▶ Exercise task:
Pick out each line of the rows below that contains the string "every", and copy it. Case counts.

▶ Material provided:
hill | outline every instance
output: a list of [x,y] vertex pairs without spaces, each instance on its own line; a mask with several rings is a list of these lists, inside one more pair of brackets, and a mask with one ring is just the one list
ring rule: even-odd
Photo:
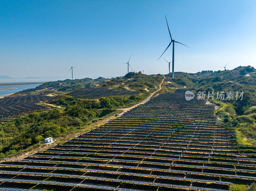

* * *

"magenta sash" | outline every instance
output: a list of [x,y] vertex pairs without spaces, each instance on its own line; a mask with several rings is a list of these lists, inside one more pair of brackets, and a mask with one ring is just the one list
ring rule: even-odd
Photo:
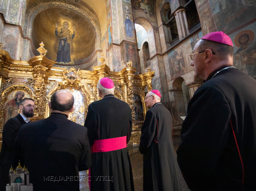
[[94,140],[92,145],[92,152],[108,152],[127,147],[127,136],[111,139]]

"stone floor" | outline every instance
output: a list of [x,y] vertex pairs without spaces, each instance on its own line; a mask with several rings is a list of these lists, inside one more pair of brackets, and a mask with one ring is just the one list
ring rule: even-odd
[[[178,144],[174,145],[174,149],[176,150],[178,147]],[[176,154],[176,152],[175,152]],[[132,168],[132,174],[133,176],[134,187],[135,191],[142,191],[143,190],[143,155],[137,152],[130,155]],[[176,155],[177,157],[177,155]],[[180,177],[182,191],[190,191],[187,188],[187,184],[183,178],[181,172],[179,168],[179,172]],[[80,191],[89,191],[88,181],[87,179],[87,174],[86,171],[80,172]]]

▶ Exercise result:
hill | outline every instance
"magenta sash" | outline every instance
"stone floor" | outline every instance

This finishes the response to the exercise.